**Task statement**
Exactly as written, output each of the lines below, with no images.

--- START ---

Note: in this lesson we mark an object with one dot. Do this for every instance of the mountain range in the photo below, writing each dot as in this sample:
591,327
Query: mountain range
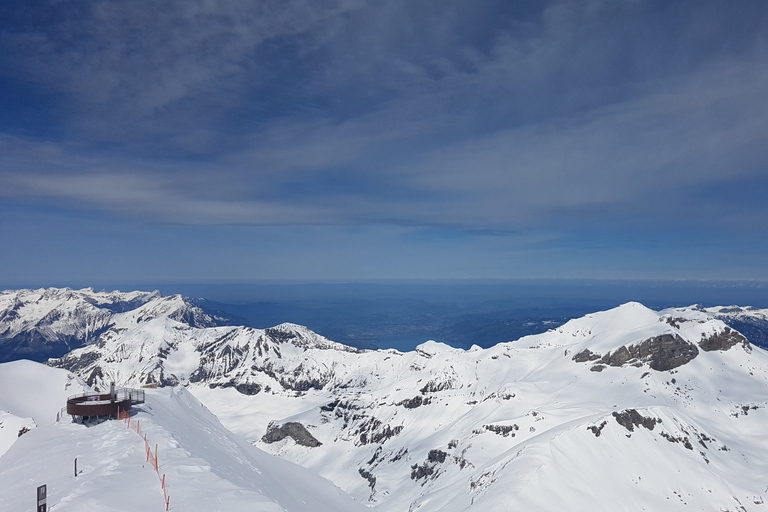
624,409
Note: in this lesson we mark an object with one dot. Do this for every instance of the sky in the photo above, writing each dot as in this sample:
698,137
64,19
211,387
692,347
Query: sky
230,141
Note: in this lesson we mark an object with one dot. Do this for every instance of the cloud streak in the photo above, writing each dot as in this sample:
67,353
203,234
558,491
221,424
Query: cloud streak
479,117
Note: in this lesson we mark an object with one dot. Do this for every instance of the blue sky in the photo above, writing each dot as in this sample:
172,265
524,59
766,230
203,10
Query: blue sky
350,140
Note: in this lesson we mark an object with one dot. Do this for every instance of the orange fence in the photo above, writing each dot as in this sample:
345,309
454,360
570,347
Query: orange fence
135,425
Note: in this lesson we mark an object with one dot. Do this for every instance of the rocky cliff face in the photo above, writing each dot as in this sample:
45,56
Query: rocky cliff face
44,323
447,429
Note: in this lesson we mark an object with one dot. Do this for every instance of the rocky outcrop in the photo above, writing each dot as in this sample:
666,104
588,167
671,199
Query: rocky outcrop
292,429
662,353
630,419
723,341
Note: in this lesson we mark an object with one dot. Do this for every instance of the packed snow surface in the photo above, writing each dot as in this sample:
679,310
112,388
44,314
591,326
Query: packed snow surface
206,467
625,409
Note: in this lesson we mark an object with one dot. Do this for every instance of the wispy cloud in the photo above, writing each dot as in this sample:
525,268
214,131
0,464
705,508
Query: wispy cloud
483,116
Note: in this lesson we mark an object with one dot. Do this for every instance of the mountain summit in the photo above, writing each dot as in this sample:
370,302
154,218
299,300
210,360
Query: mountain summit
612,411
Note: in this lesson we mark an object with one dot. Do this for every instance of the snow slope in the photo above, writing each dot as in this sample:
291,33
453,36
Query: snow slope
207,468
626,409
20,408
49,322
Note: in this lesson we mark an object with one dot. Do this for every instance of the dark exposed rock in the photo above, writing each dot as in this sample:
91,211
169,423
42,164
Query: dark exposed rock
597,430
630,418
435,386
368,476
502,430
429,467
95,374
664,352
618,357
415,402
436,456
329,407
372,432
75,364
678,439
292,429
723,340
248,388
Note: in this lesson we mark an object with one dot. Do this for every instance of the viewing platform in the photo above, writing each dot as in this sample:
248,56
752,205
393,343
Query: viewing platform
95,405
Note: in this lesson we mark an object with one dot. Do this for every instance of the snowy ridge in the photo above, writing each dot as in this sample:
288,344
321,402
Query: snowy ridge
206,466
611,411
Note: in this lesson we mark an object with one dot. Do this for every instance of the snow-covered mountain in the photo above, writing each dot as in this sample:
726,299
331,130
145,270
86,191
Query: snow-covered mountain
204,466
751,322
49,322
626,409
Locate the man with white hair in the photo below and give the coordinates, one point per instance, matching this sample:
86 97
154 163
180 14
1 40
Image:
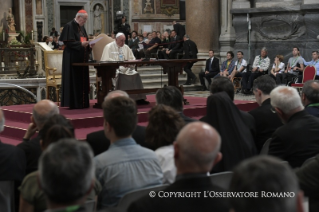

--- END ---

**Result for this exercise**
Note: in this lesson we mark an object with one dot. Do this for every instance of the mountain range in the photo below, writing each dot as in this sample:
591,327
Query: mountain range
624,409
Note: in this lesson we mark an object with one dot. Do this for every instance of the sky in the photo above, writing each dot as in this sample:
698,137
64,19
211,387
692,347
Query: sky
230,141
Note: in this lesson we mark an object with one dot. Do this for every instance of the cloud streak in the photo above, writing each dot as in this sample:
67,353
203,234
558,491
221,424
Query: cloud streak
479,117
Note: in this lesson we mark an object with one dot. Do this for every instance of the blue sky in the photo above, writing each dot as in this sample:
172,265
524,59
766,230
203,10
Query: blue sky
350,140
Note: in this lesson we mark an object with one dot. Do this for every instance of the orange fence in the photo above, writing each dot as in this sample:
345,309
454,360
570,347
Query: orange fence
135,425
Note: in this lesson we mark an object with one dot. Do this for every instance of the rocky cliff face in the photo above, writing each dot as in this sample:
45,56
Query: rocky cliff face
44,323
447,429
Note: in this lesson we mark an object with one dot. Do this for every instance of the rocky outcrop in the photo above, writing each dot as in this sample:
666,104
588,167
671,199
Query: rocky outcrop
292,429
662,353
630,419
723,341
Note: in this lesson we mark an object with one dot. Do this for every instance of the packed snow surface in the photo above, writing each dot as in this sample:
679,310
112,388
44,314
591,326
Query: packed snow surface
206,467
625,409
Note: in this lesson we mark an object with one dot. Do this for every instance of the wispy cloud in the photo above, writing each dot as in this sample:
525,268
214,131
0,464
705,508
Query: wispy cloud
483,116
Note: in this lesson we mark an object with one dot. Do this for every instance of the mountain summit in the photo above, writing each dot as in this sample:
370,302
154,218
299,300
210,360
Query: mountain summit
612,411
Note: in this lesson we mark an object with one dot. Do this for every instance of the snow slope in the photo above, writing each dot as in this sample:
291,33
453,36
Query: snow slope
207,468
626,409
20,408
49,322
Note: in this lesson we mark an object with one dot. Do this for every instance of the dark exposed rock in the photo above, writing each dot as in this sample:
91,211
169,423
42,164
Query: dark exposed rock
597,430
630,418
435,386
368,476
502,430
429,467
95,374
664,352
618,357
415,402
436,456
329,407
372,432
75,364
678,439
292,429
723,340
248,388
Note: in this lesson we mark an object with one dot. Do this for every instance of the viewing platform in the photo above, writing each dot as in this sample:
248,56
752,205
393,343
Query: viewing platform
95,405
Note: in this lesson we mark an object with one dot. Do this for every instance of the snowy ridge in the photo above, writing each dot as in this sample:
288,344
321,402
Query: snowy ridge
206,466
611,411
Note: in this lesson we mark an object with one dot. Do this for every instance of the snow-covered mountain in the photo above, writing each dot as in this sample:
726,299
331,130
145,270
86,191
Query: snow-covered mountain
204,466
751,322
49,322
626,409
Locate the man with white hair in the photo below and give the coordinates, one point per instance, matching this sample:
86 97
154 163
180 14
1 40
Image:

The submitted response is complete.